# Exercise prompt
Below is a listing with pictures in it. Copy it exactly without them.
Provided records: Begin
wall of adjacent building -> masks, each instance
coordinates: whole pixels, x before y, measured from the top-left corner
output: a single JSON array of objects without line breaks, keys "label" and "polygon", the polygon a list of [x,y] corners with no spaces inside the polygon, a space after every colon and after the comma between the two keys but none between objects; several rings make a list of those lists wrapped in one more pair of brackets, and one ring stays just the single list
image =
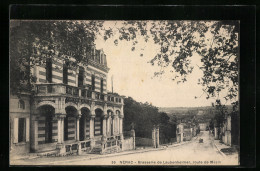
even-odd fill
[{"label": "wall of adjacent building", "polygon": [[[18,107],[19,100],[23,100],[25,108]],[[10,154],[22,154],[30,151],[30,103],[28,97],[10,96],[9,126],[10,126]],[[24,141],[18,142],[19,118],[24,118]]]}]

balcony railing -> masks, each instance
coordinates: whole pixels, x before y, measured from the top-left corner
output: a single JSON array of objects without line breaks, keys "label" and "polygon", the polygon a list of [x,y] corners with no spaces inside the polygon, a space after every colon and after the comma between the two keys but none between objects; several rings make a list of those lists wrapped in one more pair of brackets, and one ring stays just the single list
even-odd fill
[{"label": "balcony railing", "polygon": [[90,90],[89,88],[74,87],[62,83],[36,84],[36,93],[39,96],[67,95],[70,97],[72,96],[78,98],[96,99],[96,100],[108,101],[108,102],[119,103],[119,104],[122,102],[120,97],[115,96],[113,94],[107,95],[107,94]]},{"label": "balcony railing", "polygon": [[114,103],[122,103],[122,100],[121,100],[120,97],[113,96],[113,95],[108,95],[107,96],[107,101],[114,102]]},{"label": "balcony railing", "polygon": [[73,96],[79,96],[79,88],[66,86],[66,94],[73,95]]}]

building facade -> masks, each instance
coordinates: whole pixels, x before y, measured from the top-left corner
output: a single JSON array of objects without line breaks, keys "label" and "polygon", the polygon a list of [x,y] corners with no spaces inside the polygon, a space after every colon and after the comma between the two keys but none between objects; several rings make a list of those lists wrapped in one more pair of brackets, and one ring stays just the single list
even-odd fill
[{"label": "building facade", "polygon": [[220,128],[221,140],[224,144],[231,146],[231,114],[225,116],[223,126]]},{"label": "building facade", "polygon": [[58,56],[31,68],[34,96],[10,97],[11,154],[122,149],[124,99],[107,91],[103,50],[85,55],[87,61],[74,68]]}]

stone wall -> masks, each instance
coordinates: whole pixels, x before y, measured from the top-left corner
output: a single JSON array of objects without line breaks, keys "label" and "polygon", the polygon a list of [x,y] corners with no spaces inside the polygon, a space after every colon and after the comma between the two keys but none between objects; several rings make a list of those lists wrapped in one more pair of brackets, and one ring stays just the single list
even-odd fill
Provided records: End
# Expected answer
wall of adjacent building -> masks, each instance
coordinates: whole pixels, x before y, measured from the top-left corner
output: a single JSON array of objects without line breaks, keys "label" and "polygon", the polygon a list of [x,y] corners with no spaces inside the polygon, a space after every colon and after the comma between the two keys but none between objects; several rings make a list of those lists wrapped in one more pair of brackets, and one ring stays just the single list
image =
even-odd fill
[{"label": "wall of adjacent building", "polygon": [[[18,107],[19,100],[23,100],[25,108]],[[10,154],[22,154],[30,151],[30,103],[28,97],[10,96],[9,126],[10,126]],[[24,141],[18,142],[19,118],[24,118]]]}]

balcony railing -> masks, each instance
coordinates: whole pixels, x before y, measured from the top-left corner
output: a single JSON array of objects without line breaks, keys "label" and "polygon", the polygon a list of [x,y] corners with no spaces inside the polygon, a space after every colon and after the comma between the two keys but none between objects; several rings make a list of those lists wrapped in one more pair of brackets, and one ring stays just the single list
even-odd fill
[{"label": "balcony railing", "polygon": [[90,90],[89,88],[74,87],[62,83],[36,84],[36,93],[39,96],[67,95],[70,97],[72,96],[78,98],[96,99],[96,100],[108,101],[108,102],[119,103],[119,104],[122,102],[120,97],[115,96],[113,94],[107,95],[107,94]]},{"label": "balcony railing", "polygon": [[114,103],[122,103],[122,100],[121,100],[120,97],[113,96],[113,95],[108,95],[107,96],[107,101],[114,102]]},{"label": "balcony railing", "polygon": [[73,96],[79,96],[79,88],[66,86],[66,94],[73,95]]}]

building facade -> masks, each instance
coordinates: whole pixels, x before y, measured from the top-left corner
output: a single JSON array of objects without line breaks, keys "label" and "polygon", the polygon a list of [x,y] corners with no spaces inside the polygon, a space after every colon and after the comma between the two keys but none between objects; several rings make a list of those lists wrapped in one more pair of brackets, and one ring stays just the single list
even-odd fill
[{"label": "building facade", "polygon": [[220,128],[221,140],[224,144],[231,146],[231,114],[225,116],[223,126]]},{"label": "building facade", "polygon": [[58,56],[31,68],[34,96],[10,97],[11,154],[122,149],[124,99],[107,91],[103,50],[85,55],[87,61],[74,68]]}]

stone wall -> masks, each instance
coordinates: whole pixels, x before y, measured from the top-left corner
output: a single JSON array of objects without line breaks, keys "label" and "polygon", the polygon a list of [x,y] corners with no spaces inside the polygon, a space after every colon and after the comma between the two keys but none between objects; several rings make a list of those lists wrapped in one more pair of brackets, and one ring stays just the single list
even-odd fill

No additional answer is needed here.